◆ WORK INSTRUCTIONS: Reproduce all of the records word for word, omitting the pictures.

Saved entries
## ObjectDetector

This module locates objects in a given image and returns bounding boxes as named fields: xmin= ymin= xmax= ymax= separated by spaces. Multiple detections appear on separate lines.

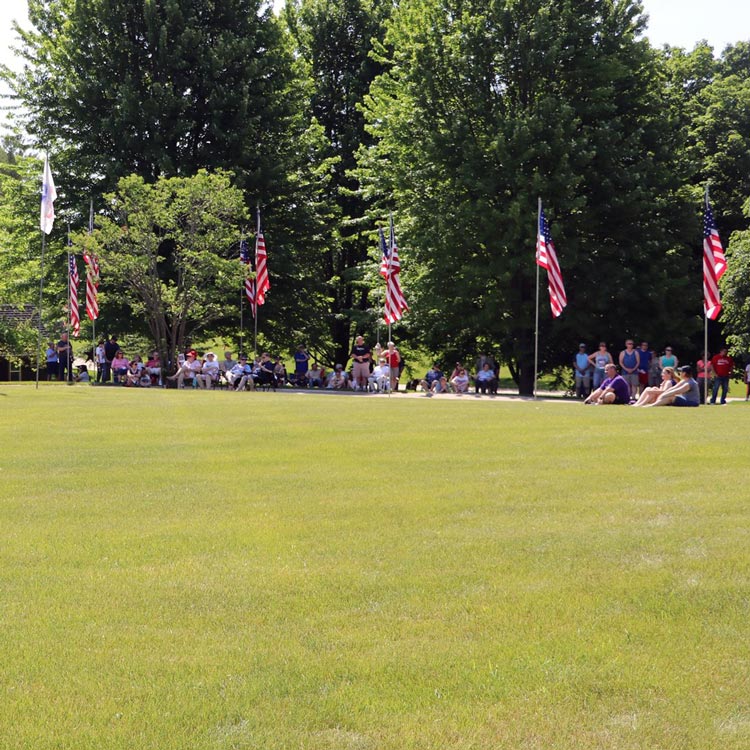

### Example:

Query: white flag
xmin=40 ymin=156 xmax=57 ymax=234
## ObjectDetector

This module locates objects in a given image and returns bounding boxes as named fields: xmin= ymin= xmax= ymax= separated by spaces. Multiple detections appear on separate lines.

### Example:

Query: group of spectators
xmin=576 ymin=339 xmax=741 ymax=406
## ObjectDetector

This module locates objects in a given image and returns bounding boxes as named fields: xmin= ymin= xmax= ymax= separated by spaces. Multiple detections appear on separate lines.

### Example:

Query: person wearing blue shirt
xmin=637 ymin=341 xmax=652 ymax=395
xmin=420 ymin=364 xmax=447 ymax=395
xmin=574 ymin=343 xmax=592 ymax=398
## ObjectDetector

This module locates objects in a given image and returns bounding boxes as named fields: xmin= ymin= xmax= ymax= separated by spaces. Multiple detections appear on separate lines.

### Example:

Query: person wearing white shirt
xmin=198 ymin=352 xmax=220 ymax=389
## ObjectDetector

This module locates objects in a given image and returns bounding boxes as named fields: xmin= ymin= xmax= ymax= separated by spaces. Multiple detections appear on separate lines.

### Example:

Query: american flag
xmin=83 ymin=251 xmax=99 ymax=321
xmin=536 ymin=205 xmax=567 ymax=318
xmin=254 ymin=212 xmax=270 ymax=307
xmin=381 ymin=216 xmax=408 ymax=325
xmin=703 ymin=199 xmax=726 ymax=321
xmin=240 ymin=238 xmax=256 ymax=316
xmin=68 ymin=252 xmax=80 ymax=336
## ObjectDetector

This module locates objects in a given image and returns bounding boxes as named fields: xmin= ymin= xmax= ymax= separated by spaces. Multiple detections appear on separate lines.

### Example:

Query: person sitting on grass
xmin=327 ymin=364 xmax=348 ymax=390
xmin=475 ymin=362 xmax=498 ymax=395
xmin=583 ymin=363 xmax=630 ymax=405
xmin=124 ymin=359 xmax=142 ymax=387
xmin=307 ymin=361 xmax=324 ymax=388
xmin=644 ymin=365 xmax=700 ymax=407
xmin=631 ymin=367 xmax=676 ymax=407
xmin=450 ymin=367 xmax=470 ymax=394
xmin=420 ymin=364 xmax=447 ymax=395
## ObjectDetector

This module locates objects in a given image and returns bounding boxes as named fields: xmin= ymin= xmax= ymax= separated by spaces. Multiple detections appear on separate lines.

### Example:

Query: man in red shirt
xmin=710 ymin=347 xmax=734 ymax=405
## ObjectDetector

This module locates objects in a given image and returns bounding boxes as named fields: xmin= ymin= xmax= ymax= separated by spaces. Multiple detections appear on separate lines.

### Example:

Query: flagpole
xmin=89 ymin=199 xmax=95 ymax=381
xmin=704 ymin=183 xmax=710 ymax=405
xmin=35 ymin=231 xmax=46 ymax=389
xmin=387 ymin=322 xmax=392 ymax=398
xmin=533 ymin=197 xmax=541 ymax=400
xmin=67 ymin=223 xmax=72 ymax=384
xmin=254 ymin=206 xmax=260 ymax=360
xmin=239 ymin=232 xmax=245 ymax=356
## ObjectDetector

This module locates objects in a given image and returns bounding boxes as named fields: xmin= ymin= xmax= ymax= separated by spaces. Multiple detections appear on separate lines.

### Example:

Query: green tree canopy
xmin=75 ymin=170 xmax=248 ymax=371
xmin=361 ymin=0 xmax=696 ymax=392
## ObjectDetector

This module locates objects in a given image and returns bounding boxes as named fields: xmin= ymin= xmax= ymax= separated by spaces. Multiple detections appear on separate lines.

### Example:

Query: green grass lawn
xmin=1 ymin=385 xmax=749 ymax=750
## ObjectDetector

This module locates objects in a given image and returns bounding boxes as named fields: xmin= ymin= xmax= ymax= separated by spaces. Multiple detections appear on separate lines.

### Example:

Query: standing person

◆ RESULT:
## ObjectDetector

This module locates objects in a given image and returns bounding boxes as named fields: xmin= ymin= xmax= ymax= separated by spaces. Multiple detections appear on separate lines.


### Example:

Query: white flag
xmin=40 ymin=156 xmax=57 ymax=234
## ObjectDetector

This module locates objects in a given image and returns bounding boxes as named fields: xmin= ymin= xmax= ymax= separated by spaces. Multiple detections appear on separate lines.

### Example:

Query: group of spectators
xmin=576 ymin=339 xmax=741 ymax=406
## ObjectDetector

This module locates objects in a given image and returns bounding boxes as named fields: xmin= ymin= xmax= ymax= separated by spaces. Multiple detections appear on separate lines.

### Example:

Query: person wearing blue shirt
xmin=637 ymin=341 xmax=652 ymax=395
xmin=420 ymin=364 xmax=447 ymax=395
xmin=574 ymin=343 xmax=592 ymax=398
## ObjectDetector

This module locates objects in a given image and returns bounding boxes as named fields: xmin= ymin= xmax= ymax= separated by spaces. Multiple detections appear on separate lines.

### Example:

Query: person wearing white shirt
xmin=198 ymin=352 xmax=220 ymax=389
## ObjectDetector

This module locates objects in a given image and returns bounding boxes as named fields: xmin= ymin= xmax= ymax= separated by spaces. Multiple detections appear on separate lines.

### Example:

Query: american flag
xmin=83 ymin=251 xmax=99 ymax=321
xmin=536 ymin=205 xmax=567 ymax=318
xmin=254 ymin=212 xmax=270 ymax=307
xmin=381 ymin=216 xmax=408 ymax=325
xmin=703 ymin=199 xmax=726 ymax=321
xmin=240 ymin=238 xmax=256 ymax=316
xmin=68 ymin=252 xmax=80 ymax=336
## ObjectDetector

This module locates objects in a given image and returns bounding boxes as named fields: xmin= ymin= xmax= ymax= separated by spaces. Multiple detections appear on separate lines.

### Example:

Query: person sitting on grass
xmin=327 ymin=364 xmax=348 ymax=390
xmin=475 ymin=362 xmax=498 ymax=395
xmin=583 ymin=363 xmax=630 ymax=405
xmin=124 ymin=359 xmax=142 ymax=387
xmin=307 ymin=361 xmax=324 ymax=388
xmin=644 ymin=365 xmax=700 ymax=407
xmin=631 ymin=367 xmax=676 ymax=407
xmin=450 ymin=367 xmax=470 ymax=394
xmin=420 ymin=364 xmax=447 ymax=395
## ObjectDetector

This module locates objects in a given image and returns bounding boxes as named fields: xmin= ymin= xmax= ymax= separated by spaces. Multiple detections appear on separate lines.

### Example:

Query: man in red shirt
xmin=710 ymin=347 xmax=734 ymax=405
## ObjectDetector

This module locates objects in a given image and returns bounding boxes as named fields: xmin= ymin= xmax= ymax= separated by spaces. Multiple detections appear on separate lines.

### Example:

Query: flagpole
xmin=89 ymin=199 xmax=95 ymax=381
xmin=704 ymin=183 xmax=710 ymax=405
xmin=35 ymin=231 xmax=46 ymax=389
xmin=387 ymin=322 xmax=392 ymax=398
xmin=533 ymin=197 xmax=541 ymax=400
xmin=67 ymin=223 xmax=72 ymax=384
xmin=254 ymin=206 xmax=260 ymax=360
xmin=239 ymin=232 xmax=245 ymax=356
## ObjectDetector

This module locates objects in a given image and returns bounding boxes as named fields: xmin= ymin= xmax= ymax= separated by spaces. Multiple detections appear on separate lines.

### Example:

Query: green tree canopy
xmin=75 ymin=170 xmax=248 ymax=371
xmin=361 ymin=0 xmax=696 ymax=392
## ObjectDetector

This module locates objects in a given image and returns bounding boxes as named fields: xmin= ymin= xmax= ymax= separated by spaces. Multiple detections appear on separate lines.

### Example:

Query: green grass lawn
xmin=1 ymin=385 xmax=749 ymax=750
## ObjectDetector

This module locates objects in a given image and returns bounding boxes as named fields: xmin= ymin= xmax= ymax= separated by spaces. Multiple detections appear on separate lines.

### Example:

Query: standing person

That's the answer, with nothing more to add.